Your instructions:
Can you write out again every line in the part that opens at the start of the items and closes with the line containing "M 181 89 L 184", requests included, adding 144 to every coordinate in the answer paths?

____________

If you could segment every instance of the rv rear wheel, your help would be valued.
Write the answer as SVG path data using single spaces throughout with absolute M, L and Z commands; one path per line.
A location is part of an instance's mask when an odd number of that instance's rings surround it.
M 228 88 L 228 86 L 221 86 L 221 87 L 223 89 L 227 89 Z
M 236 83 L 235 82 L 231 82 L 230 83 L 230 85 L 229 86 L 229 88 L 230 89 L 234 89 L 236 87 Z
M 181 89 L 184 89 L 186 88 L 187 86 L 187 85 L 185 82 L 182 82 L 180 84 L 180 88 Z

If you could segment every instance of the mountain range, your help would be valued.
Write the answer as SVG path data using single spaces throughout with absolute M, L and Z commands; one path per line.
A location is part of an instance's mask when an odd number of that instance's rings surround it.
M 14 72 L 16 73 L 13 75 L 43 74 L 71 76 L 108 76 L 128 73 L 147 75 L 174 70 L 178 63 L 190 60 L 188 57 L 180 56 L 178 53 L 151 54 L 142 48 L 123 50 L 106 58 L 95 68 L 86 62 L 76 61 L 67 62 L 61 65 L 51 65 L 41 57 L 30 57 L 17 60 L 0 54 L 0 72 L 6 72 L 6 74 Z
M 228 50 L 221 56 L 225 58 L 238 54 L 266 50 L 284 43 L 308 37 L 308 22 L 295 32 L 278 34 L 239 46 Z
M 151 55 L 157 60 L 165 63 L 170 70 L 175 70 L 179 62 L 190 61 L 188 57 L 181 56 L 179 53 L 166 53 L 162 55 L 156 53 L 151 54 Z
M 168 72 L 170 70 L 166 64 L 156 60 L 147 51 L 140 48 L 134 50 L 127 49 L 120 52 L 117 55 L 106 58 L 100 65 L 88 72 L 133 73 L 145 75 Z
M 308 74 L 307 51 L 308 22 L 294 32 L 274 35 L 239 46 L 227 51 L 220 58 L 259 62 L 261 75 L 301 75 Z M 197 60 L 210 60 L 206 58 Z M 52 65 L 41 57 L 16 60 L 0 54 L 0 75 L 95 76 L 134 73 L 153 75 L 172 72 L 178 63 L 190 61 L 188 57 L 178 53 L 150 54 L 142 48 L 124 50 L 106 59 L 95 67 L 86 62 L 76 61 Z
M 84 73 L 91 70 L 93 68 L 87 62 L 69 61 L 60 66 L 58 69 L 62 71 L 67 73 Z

____________

Exercise response:
If you could segment every instance of the rv rear wheel, your help would be valued.
Write the answer as SVG path data using single spaces throughout with absolute M, L and Z commands; one path per line.
A location is part of an instance's mask when an odd number of that instance's rings surround it.
M 372 232 L 372 230 L 365 230 L 365 231 L 367 233 L 371 233 Z
M 380 227 L 379 226 L 375 226 L 374 227 L 374 229 L 373 230 L 373 232 L 374 233 L 378 233 L 380 231 Z
M 325 233 L 328 233 L 330 232 L 331 230 L 331 229 L 329 226 L 326 226 L 324 228 L 324 232 Z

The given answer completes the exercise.